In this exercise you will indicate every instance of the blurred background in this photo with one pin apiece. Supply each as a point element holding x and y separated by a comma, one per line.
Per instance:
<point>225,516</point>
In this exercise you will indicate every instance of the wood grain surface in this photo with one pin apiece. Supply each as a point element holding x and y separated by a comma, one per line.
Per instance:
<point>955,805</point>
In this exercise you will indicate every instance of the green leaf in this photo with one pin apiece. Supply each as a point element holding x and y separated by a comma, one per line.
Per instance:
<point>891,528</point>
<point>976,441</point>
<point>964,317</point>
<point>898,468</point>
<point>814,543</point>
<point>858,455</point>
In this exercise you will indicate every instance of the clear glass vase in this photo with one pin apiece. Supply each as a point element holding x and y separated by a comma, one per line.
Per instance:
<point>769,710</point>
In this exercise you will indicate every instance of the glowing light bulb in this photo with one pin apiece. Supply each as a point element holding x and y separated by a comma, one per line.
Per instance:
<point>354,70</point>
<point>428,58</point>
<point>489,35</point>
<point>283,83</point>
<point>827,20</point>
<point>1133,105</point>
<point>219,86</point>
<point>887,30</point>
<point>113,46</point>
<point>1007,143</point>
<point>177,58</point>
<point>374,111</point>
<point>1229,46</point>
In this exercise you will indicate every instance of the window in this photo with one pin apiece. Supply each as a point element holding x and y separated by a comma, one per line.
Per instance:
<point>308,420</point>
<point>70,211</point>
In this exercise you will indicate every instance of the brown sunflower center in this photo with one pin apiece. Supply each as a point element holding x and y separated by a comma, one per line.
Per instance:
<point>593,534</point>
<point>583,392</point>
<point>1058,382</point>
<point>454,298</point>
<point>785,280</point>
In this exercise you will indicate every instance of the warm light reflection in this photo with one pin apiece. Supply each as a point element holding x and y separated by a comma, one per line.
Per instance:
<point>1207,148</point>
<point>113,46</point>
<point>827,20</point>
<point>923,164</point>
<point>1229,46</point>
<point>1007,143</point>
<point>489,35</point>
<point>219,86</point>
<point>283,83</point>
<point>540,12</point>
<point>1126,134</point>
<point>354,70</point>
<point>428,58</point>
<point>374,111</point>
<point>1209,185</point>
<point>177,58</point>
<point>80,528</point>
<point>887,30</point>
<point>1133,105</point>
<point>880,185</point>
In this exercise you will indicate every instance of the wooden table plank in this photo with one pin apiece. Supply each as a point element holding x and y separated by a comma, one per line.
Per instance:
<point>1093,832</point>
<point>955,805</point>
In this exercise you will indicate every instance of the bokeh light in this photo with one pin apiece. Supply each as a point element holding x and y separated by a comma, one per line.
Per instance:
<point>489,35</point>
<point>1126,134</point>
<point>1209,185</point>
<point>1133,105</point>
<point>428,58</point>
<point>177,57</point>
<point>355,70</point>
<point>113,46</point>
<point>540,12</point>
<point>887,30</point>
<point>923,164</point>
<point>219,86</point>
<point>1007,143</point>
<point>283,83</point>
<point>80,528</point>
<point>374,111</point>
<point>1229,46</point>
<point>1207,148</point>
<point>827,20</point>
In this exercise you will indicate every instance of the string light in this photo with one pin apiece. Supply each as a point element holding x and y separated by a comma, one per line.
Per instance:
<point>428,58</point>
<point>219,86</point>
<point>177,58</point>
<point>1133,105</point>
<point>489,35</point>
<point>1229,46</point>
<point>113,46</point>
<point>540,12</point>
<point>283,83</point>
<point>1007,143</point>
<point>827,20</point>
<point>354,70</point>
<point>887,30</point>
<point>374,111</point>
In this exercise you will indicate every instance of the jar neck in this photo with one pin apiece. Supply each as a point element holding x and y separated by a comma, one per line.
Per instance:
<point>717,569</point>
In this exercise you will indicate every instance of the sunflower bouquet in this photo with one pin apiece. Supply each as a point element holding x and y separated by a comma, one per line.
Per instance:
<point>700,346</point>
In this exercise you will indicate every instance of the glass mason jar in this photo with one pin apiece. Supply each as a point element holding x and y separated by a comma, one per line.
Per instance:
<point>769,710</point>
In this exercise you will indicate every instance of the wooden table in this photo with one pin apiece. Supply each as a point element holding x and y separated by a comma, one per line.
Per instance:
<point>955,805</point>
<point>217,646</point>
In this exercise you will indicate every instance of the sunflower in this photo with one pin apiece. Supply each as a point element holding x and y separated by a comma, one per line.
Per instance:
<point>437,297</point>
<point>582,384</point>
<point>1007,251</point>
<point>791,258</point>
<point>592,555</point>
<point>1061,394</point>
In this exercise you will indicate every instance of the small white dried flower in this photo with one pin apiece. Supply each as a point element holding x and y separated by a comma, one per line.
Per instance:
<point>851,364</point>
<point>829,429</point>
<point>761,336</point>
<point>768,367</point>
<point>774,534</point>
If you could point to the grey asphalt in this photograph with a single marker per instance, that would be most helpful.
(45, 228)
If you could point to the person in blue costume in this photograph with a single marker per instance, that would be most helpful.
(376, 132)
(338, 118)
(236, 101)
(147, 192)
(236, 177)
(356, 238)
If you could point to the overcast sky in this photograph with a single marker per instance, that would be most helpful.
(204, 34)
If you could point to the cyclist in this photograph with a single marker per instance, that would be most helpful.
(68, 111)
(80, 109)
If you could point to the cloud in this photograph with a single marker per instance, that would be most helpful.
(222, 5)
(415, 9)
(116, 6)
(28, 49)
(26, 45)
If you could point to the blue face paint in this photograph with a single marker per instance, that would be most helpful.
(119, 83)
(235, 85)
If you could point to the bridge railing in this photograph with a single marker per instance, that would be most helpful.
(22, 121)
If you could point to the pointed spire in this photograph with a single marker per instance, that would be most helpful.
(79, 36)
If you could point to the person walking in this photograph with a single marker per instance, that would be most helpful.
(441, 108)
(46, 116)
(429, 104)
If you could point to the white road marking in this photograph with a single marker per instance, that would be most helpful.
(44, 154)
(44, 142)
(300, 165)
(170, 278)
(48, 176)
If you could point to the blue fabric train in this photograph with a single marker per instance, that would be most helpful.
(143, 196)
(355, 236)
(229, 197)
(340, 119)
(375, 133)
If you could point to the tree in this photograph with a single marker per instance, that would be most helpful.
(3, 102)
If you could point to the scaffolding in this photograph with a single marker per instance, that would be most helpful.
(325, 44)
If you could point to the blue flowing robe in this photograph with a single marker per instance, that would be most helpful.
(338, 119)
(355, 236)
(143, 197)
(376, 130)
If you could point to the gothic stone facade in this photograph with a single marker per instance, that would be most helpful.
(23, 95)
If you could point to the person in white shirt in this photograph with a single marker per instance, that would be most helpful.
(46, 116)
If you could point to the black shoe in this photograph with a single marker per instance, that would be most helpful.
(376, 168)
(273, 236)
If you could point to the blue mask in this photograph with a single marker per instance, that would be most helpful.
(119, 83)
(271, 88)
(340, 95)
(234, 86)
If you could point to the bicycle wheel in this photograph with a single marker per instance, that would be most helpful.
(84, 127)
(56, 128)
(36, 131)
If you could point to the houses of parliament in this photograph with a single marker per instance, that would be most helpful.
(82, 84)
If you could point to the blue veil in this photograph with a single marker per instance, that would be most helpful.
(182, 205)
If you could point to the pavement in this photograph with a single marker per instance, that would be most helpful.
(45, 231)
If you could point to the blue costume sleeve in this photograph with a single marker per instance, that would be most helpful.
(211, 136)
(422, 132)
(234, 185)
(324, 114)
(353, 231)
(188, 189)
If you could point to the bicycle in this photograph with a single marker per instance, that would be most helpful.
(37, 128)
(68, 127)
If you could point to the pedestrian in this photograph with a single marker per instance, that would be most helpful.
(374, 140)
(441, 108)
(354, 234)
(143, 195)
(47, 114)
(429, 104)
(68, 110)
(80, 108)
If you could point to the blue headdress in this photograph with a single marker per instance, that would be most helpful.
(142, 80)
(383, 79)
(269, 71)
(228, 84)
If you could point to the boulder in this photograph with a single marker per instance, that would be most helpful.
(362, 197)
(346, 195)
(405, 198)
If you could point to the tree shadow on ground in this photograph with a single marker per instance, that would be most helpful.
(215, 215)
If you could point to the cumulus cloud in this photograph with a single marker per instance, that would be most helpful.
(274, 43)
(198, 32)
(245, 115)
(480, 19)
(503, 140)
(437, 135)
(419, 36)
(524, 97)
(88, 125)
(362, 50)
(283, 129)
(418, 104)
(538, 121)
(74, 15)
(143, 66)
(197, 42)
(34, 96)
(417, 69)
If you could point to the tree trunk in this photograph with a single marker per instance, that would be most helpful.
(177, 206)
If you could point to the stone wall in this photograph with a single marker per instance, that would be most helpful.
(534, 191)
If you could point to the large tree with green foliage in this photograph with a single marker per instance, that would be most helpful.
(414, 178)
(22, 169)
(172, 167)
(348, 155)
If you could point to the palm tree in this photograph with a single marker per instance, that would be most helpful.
○ ○ ○ ○ ○
EXERCISE REQUIREMENTS —
Please give the items again, starting with the first line and going on through the line with "<point>858,455</point>", and replace "pin" with "marker" while keeping everything else the same. Give only those lines.

ANSWER TO THE TASK —
In this exercise you will indicate every instance of the blurred background in this photo with one marker apiece. Supply each as a point element holding x and y separated by a comma, one per line.
Per instance:
<point>225,516</point>
In this exercise you will indicate every instance of the wood grain surface in this photo with one marker apiece. Supply each as a point element holding x and y separated by a comma, one per line.
Per instance:
<point>955,805</point>
In this exercise you will indicate every instance of the green leaf in this photo with one marker apiece. Supply each as a point element holding x and y separated by a comma, one per line.
Per instance:
<point>891,528</point>
<point>976,441</point>
<point>964,317</point>
<point>898,468</point>
<point>814,543</point>
<point>858,455</point>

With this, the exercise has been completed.